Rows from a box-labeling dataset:
-------------------------
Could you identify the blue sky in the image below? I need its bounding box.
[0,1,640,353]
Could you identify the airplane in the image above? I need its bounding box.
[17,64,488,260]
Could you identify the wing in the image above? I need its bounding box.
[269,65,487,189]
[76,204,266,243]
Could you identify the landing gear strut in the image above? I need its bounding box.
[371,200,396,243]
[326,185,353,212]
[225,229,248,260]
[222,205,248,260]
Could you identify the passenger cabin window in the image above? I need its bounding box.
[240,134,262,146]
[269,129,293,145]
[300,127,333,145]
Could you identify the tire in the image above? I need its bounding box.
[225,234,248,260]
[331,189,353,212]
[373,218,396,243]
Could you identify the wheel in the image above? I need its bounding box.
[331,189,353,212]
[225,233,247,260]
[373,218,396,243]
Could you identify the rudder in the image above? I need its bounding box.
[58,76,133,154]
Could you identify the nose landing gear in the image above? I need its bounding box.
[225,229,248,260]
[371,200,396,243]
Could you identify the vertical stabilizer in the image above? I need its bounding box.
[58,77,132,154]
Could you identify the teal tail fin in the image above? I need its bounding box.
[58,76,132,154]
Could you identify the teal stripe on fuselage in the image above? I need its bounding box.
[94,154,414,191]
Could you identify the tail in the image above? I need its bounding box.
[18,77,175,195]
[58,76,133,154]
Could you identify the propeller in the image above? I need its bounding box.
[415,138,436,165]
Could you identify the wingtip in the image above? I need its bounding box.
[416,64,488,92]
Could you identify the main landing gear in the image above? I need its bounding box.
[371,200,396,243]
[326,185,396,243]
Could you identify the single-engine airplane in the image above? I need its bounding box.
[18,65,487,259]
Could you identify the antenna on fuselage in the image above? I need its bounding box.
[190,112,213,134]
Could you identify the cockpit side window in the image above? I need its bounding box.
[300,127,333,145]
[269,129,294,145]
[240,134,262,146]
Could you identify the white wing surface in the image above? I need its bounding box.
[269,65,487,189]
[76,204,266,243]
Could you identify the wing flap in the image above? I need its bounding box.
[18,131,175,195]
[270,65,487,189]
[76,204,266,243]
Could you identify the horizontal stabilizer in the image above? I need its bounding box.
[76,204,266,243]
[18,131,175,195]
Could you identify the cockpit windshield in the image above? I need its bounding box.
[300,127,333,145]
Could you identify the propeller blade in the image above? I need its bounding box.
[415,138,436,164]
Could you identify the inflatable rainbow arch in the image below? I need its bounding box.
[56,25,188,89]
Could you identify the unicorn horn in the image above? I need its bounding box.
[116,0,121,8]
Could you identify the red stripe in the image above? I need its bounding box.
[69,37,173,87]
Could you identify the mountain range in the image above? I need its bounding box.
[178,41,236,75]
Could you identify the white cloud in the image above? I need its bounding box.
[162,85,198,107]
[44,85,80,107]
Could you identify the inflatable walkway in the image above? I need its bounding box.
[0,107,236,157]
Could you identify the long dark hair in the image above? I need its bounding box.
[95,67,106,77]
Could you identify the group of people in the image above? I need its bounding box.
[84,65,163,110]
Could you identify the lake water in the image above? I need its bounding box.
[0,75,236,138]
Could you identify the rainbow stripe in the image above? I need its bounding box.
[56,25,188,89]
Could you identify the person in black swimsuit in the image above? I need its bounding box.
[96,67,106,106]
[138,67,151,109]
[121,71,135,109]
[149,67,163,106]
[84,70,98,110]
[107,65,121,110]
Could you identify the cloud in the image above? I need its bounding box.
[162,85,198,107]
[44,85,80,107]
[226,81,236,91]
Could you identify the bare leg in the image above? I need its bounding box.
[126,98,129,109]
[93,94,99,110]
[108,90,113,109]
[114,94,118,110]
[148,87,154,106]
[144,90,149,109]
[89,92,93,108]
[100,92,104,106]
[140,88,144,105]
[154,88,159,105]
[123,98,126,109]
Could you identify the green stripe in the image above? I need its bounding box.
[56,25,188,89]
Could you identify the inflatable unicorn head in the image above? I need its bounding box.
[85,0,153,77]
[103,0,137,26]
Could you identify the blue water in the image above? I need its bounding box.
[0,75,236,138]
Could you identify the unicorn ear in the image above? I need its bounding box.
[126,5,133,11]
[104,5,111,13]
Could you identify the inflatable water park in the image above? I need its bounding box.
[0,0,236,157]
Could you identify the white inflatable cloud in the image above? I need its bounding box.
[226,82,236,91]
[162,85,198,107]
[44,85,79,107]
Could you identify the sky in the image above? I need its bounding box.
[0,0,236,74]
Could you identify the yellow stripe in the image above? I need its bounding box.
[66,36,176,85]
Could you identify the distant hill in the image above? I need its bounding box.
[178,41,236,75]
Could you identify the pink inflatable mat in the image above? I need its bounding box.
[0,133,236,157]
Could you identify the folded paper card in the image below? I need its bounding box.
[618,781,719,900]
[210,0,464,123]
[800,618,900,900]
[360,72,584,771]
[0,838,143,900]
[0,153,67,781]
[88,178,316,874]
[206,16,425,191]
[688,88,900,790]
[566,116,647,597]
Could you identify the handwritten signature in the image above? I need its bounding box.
-------------------------
#### STATED GOAL
Could you reproduce the items word for word, starting at the line that contains "Could you identify the green" and ending at the final line of the items, with both of those lines included?

#### SOLUTION TO THIS TASK
Could you identify the green stripe in the image above? I need its bounding box.
[56,25,188,89]
Could you identify the inflatable unicorn head in the image above? I need its bounding box.
[85,0,153,77]
[103,0,137,26]
Could you identify the blue water in the image above? I need its bounding box.
[0,75,236,138]
Could you identify the unicorn ear in the image above? I need its bounding box.
[126,5,133,11]
[104,5,111,13]
Could you identify the inflatable water park in the image above? I need its bounding box.
[0,0,236,157]
Could you identify the white inflatable cloud in the image above? I need its bounding box.
[226,82,236,91]
[162,85,198,107]
[44,85,79,107]
Could you identify the sky in the image above? I need its bounding box.
[0,0,236,74]
Could you identify the yellow stripe in the image above? I need its bounding box.
[66,36,176,85]
Could you identify the distant hill in the image above? I need its bounding box.
[178,41,236,75]
Could you identify the pink inflatable mat in the image above? I need its bounding box.
[0,133,236,157]
Could you identify the folded paper card in the image below? I need its bounding box.
[618,781,719,900]
[210,0,464,123]
[800,618,900,900]
[360,72,584,771]
[0,838,143,900]
[0,153,67,781]
[88,178,316,874]
[206,16,425,191]
[688,88,900,790]
[566,116,647,597]
Could you identify the handwritten signature in the image above? I need its bounding box.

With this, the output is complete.